===== Provided records =====

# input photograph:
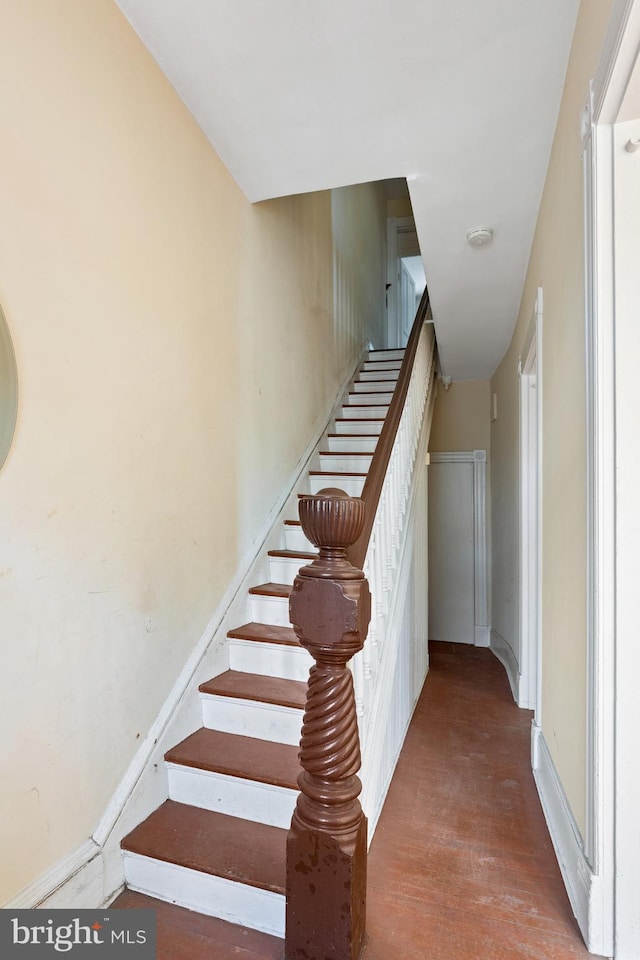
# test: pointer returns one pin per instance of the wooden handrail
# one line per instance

=====
===== Provided records =====

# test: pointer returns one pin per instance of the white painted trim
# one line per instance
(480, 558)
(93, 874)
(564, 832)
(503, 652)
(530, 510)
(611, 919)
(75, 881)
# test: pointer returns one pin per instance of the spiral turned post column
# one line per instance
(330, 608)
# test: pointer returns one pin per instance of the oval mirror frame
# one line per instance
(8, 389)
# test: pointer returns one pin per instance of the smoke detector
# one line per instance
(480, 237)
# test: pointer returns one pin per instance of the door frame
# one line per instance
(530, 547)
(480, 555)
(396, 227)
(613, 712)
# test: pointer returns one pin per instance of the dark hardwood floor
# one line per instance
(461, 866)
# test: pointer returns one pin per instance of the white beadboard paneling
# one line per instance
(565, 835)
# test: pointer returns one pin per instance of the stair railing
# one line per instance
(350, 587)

=====
===== Provided records =====

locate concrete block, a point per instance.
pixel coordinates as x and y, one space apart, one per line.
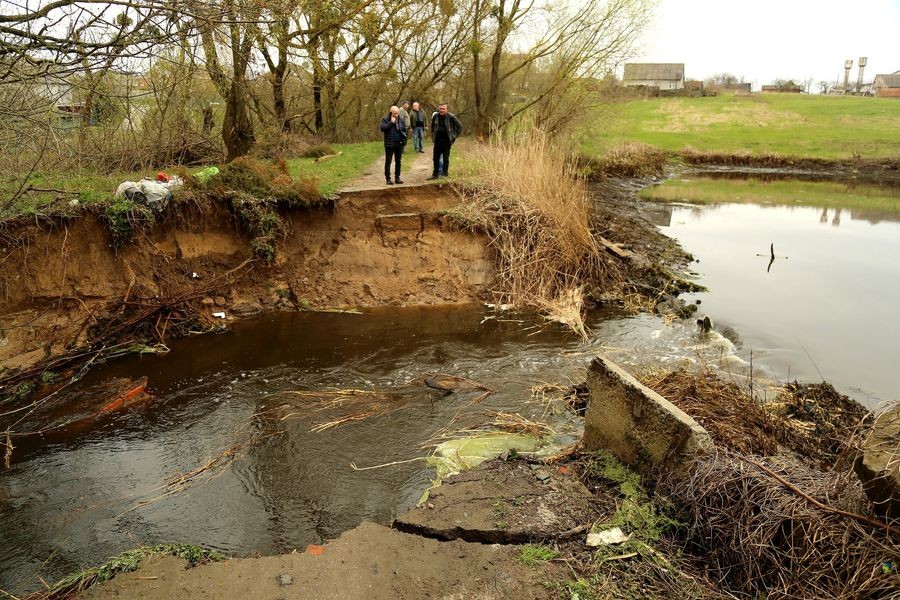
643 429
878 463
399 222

=====

### Problem statement
Check the records above and copy each line that has the string "frame".

### Completed task
# test: pointer returns one pin per instance of the oval mirror frame
# test: pointer returns one pin per instance of the door frame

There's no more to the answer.